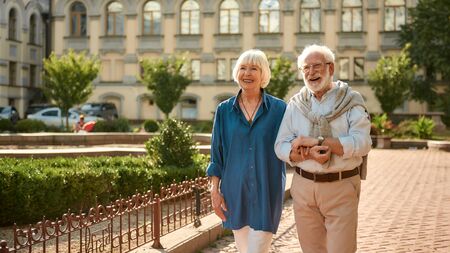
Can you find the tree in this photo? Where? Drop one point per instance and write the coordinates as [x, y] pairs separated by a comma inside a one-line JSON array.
[[429, 36], [166, 79], [68, 79], [391, 79], [283, 78]]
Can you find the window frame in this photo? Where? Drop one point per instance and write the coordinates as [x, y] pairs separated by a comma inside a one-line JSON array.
[[310, 10], [190, 18], [12, 24], [352, 17], [341, 69], [355, 76], [395, 8], [152, 19], [12, 72], [79, 19], [114, 15], [229, 13], [269, 15]]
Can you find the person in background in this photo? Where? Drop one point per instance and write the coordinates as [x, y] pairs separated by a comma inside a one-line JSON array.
[[79, 125], [325, 133], [246, 176]]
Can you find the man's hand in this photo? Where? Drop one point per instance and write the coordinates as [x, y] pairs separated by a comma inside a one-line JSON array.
[[303, 141], [320, 154], [218, 204]]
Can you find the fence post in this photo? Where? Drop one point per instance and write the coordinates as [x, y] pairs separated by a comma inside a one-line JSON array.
[[4, 247], [156, 223], [197, 222]]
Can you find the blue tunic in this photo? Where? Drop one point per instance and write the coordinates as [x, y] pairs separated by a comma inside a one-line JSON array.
[[243, 157]]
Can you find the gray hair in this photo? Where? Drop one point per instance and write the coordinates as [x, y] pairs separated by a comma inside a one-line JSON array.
[[258, 58], [324, 50]]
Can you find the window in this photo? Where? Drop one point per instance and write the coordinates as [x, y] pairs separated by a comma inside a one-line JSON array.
[[394, 14], [12, 73], [12, 24], [189, 108], [114, 24], [232, 64], [269, 16], [351, 16], [33, 27], [195, 70], [344, 69], [32, 75], [221, 69], [78, 19], [229, 17], [152, 18], [358, 68], [310, 16], [190, 17]]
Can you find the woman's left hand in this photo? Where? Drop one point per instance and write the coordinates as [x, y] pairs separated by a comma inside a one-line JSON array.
[[218, 204]]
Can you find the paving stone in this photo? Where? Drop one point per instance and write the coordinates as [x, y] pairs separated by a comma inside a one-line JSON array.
[[404, 206]]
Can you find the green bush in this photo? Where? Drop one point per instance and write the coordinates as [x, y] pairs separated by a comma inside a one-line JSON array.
[[423, 128], [173, 147], [32, 188], [6, 125], [117, 125], [151, 126], [30, 126]]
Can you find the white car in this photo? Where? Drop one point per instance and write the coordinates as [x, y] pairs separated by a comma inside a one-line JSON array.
[[53, 117]]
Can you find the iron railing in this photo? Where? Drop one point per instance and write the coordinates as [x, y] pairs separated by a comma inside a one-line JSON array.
[[121, 226]]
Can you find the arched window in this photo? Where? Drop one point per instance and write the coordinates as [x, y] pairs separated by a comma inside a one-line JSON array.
[[12, 24], [394, 14], [115, 20], [190, 17], [269, 16], [152, 18], [310, 16], [229, 16], [351, 16], [188, 108], [33, 27], [78, 19]]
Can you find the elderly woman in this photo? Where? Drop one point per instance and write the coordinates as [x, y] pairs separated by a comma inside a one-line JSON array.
[[247, 177]]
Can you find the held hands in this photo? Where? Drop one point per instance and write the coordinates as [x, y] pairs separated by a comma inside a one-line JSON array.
[[218, 204], [305, 148]]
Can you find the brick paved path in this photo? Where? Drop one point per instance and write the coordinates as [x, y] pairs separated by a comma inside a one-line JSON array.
[[404, 207]]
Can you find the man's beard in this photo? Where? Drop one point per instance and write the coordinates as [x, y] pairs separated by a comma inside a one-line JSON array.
[[322, 85]]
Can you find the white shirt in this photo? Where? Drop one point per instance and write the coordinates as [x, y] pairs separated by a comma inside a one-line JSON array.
[[352, 128]]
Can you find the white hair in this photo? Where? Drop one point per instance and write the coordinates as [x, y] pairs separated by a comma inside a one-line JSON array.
[[258, 58], [324, 50]]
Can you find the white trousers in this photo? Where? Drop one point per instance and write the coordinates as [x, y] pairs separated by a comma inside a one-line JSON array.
[[249, 240]]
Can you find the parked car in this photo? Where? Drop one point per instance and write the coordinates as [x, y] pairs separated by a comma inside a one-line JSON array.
[[105, 110], [9, 112], [53, 117], [33, 108]]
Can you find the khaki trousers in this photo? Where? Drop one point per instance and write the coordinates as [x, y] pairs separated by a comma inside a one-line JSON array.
[[326, 214]]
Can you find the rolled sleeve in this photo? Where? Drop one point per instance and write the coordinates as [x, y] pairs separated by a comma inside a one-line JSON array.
[[358, 142], [285, 136], [214, 169]]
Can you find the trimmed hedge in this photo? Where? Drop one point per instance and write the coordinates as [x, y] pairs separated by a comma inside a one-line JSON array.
[[32, 188]]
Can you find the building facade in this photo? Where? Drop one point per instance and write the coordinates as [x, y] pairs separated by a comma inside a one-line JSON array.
[[214, 33], [23, 45]]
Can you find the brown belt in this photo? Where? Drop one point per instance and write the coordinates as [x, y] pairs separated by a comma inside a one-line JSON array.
[[328, 177]]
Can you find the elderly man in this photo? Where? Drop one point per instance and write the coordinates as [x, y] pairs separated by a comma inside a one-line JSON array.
[[324, 135]]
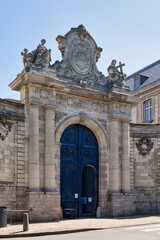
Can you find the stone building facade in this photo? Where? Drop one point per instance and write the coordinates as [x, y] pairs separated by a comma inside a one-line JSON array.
[[72, 100]]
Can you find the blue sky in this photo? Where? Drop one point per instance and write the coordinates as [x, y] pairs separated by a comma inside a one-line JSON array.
[[127, 30]]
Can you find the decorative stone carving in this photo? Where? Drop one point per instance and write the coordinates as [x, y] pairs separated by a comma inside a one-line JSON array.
[[39, 57], [79, 56], [5, 127], [116, 77], [144, 145], [59, 116]]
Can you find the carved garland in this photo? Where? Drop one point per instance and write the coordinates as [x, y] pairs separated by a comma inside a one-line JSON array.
[[144, 145], [5, 127]]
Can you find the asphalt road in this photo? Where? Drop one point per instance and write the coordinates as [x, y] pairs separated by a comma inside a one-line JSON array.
[[142, 232]]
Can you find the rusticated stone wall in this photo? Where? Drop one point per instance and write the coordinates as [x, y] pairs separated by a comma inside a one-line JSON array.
[[145, 167]]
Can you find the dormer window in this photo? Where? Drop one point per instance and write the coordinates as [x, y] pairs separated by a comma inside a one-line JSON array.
[[147, 111], [139, 79]]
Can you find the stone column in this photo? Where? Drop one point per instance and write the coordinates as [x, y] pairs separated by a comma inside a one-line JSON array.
[[125, 157], [50, 183], [114, 156], [34, 148]]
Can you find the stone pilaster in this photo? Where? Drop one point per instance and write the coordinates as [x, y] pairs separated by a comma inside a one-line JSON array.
[[125, 157], [114, 157], [50, 183], [34, 148]]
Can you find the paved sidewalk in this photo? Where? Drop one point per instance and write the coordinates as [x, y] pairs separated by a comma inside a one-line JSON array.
[[75, 225]]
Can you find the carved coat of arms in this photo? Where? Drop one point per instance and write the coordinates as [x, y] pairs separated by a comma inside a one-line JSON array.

····················

*Description of the task*.
Reproduce all of the material above word for word, leaving out the pictures.

*Problem solution*.
Can you find the tree in this photo? Where? Drop one point per instance and write the coordinates as [x, y] pairs separated by a comma inside a one-line JSON array.
[[429, 36], [166, 79], [68, 79], [391, 79], [283, 78]]
Can you find the window frame in this photo? Where? Drop one point per instance and write the coordinates as [x, y] pairs separated by a comma inside a one-line JSON array.
[[310, 10], [190, 18], [12, 24], [352, 17], [341, 69], [355, 76], [395, 8], [152, 19], [12, 72], [79, 19], [114, 15], [229, 13], [269, 15]]
Can you find the person in background in this photo? Where? Drop one point per instance and write the coordinates as [x, y] pairs separated by a comma inside a one-line JSON array.
[[79, 125], [325, 133], [246, 176]]
Can you find the man's hand in this photo? Where? Drop one point per instance and write the coordinates as [x, y] pairs separated by a comma inside a one-line JSON array.
[[303, 141], [320, 154], [218, 204]]
Can you find the fence post in this photo? Where? Drop one point per instance and write the coordinates as [x, y] pairs separated by a comma inside a one-line JSON array.
[[4, 247], [156, 223], [197, 222]]
Can you find the blue tunic in this photo? Where? Drop one point per instance and write the coordinates as [x, y] pairs separated by a comma inside a one-line JSON array.
[[243, 157]]
Can you find the gray hair in this photo? Where? Drop one point per instance and write the coordinates as [x, y] pairs separated by a comma inside a one-line JSON array.
[[258, 58], [324, 50]]
Can you find the window in this photo? Where? Drop one point per instance and write the coordinates as [x, y] pairs separated by a comma inside a one-line JSON array.
[[394, 14], [12, 73], [12, 24], [189, 108], [114, 24], [232, 64], [269, 16], [351, 16], [33, 27], [195, 70], [344, 69], [32, 75], [221, 69], [78, 19], [229, 17], [152, 18], [358, 68], [310, 16], [190, 17]]
Can you find the woman's left hand in this photo? Where? Drop one point per instance and write the coordinates as [x, y] pairs separated by a comma inside a one-line JSON array.
[[218, 204]]
Can you find the paving stone in this photo? Where? Drop one point per instance and write the coordinates as [x, y] pairs separated by a comma inside a one-line JSON array.
[[404, 206]]
Can you find the green bush in this photo? Where? Drop one point per instance and write the coordinates as [x, y] pairs separated by a comma inside a one-line JSON array.
[[423, 128], [173, 147], [32, 188], [6, 125], [117, 125], [151, 126], [30, 126]]
Can you find the white car in this photo? Where? Drop one point per instance and write the coordinates as [x, y] pairs separated by a comma inside a one-line JSON array.
[[53, 117]]
Can you find the iron railing in this photo? Where? Drop one point per instance and write the coordinates as [x, y] pairs separated by a comma inside a one-line JSON array.
[[121, 226]]
Can you find the arched window in this photo? Where? Drop one point per instance and write the coordinates as [x, y] pairs separated by a comma inside a one-line JSON array.
[[12, 24], [394, 14], [115, 20], [190, 17], [269, 16], [152, 18], [310, 16], [229, 16], [351, 16], [188, 108], [33, 27], [78, 19]]
Can you find the elderly woman in this photo? Where? Drop one point per instance and write the coordinates as [x, y] pairs separated by a comma inside a one-line JSON array.
[[247, 177]]
Can you find the held hands in this photo? Where? Drop one point per instance and write the coordinates as [x, y] pairs separated by a comma inside a one-line JSON array.
[[218, 204], [305, 148]]
Can you find the brick paved path in this photo? Where? Drop one point per instance and write the coordinates as [x, y] pairs separated by a comma inside a one-line JSON array.
[[404, 207]]
Can you find the man's beard in this photo? Where? Drop one point per instance and write the coordinates as [x, y] pairs separated by a comma inside a one-line JSON array.
[[322, 85]]
Can you find the white shirt in this photo? Where? Drop one point per instance and write the coordinates as [x, y] pairs separated by a comma inside a one-line JSON array.
[[352, 128]]
Can you find the white hair in this photo? Where? Drop one point per instance and write the coordinates as [x, y] pairs separated by a comma inside a one-line JSON array.
[[258, 58], [324, 50]]
Can you find the white trousers in this photo? Where? Drop one point per instance and write the coordinates as [x, y] pairs separated by a comma inside a one-line JSON array.
[[249, 240]]
Can you find the parked car in this photo? Where? Drop one point per instance and write the coordinates as [x, y] pairs separated by a comma inside a one-line JSON array.
[[105, 110], [9, 112], [53, 117], [33, 108]]
Can you find the khaki trousers in this photo? Where? Drop one point per instance and write the coordinates as [x, y] pairs separated by a comma inside a one-line JSON array.
[[326, 214]]
Can you find the rolled sleeve in this photo? Where? Drop one point per instance and write the coordinates as [x, y] pairs separated by a comma inside a one-line JSON array.
[[358, 142], [285, 136], [214, 169]]
Can you find the trimmed hedge in this photo? Where? Drop one point per instance and write the coordinates as [x, y] pairs separated by a comma inside a one-line JSON array.
[[32, 188]]
Can you find the building facade in this photo? Where? Drop one point per instance and write the coordinates as [x, y] pairs separated by a comma inside a one-line JSON array.
[[214, 33], [23, 45]]
Can you find the brown belt in this photo? Where? Drop one point per instance and write the coordinates as [x, y] pairs separated by a comma inside a one-line JSON array.
[[328, 177]]
Can you find the elderly man in this photo? Where? Drop one point per instance and write the coordinates as [x, y] pairs separated by a comma inside a one-line JSON array.
[[324, 135]]
Can you find the stone building facade in this photo? Where? Drop one point per instance and write the coordinates as [x, y] pairs separated by a comma inside a one-line JSON array.
[[72, 100]]
Can you find the blue sky in this photo? Where? Drop one point per instance and write the coordinates as [x, y] pairs separated by a comma inside a one-line JSON array.
[[127, 30]]
Can you find the decorative stone carving in this photo? Where? Drop one point per instance and write the coordinates as [x, y] pairs separated by a comma inside a one-line JSON array.
[[39, 57], [79, 56], [5, 127], [116, 77], [144, 145], [59, 116]]
Can you find the carved garland in this photo? Where? Drop one point per instance and write the coordinates as [x, y] pairs separated by a comma inside a one-line JSON array.
[[144, 145], [5, 127]]
Can you find the asphalt road in this photo? Where? Drop one point per instance and write the coordinates as [x, y] pairs separated by a comma inside a one-line JSON array.
[[142, 232]]
Can you find the rusticated stone wall in this photo? Where? Drop one point per instance and write the coordinates as [x, y] pairs separated by a comma inside a one-line JSON array.
[[145, 167]]
Can you find the dormer window in this photo? Where? Drop one point per instance and write the coordinates as [x, y] pairs separated by a comma inside a one-line JSON array.
[[147, 111], [139, 79]]
Can you find the stone column in this photo? Where? Drop one point per instance and write the coordinates as [x, y] pairs separated by a comma inside a one-line JSON array.
[[125, 157], [50, 183], [114, 156], [34, 148]]
Can you find the stone pilaster in this photo? Where? Drop one point per instance and write the coordinates as [x, y] pairs separated by a comma inside a one-line JSON array.
[[125, 157], [114, 157], [50, 183], [34, 148]]
Can you find the paved sidewalk in this photo? Where? Drop one point per instance and write the coordinates as [x, y] pairs separated by a comma inside a one-line JSON array.
[[75, 225]]
Can you find the carved coat of arms in this photo? Where? Drop one point per instance and write the coordinates as [x, y] pairs separated by a comma inside a one-line JSON array.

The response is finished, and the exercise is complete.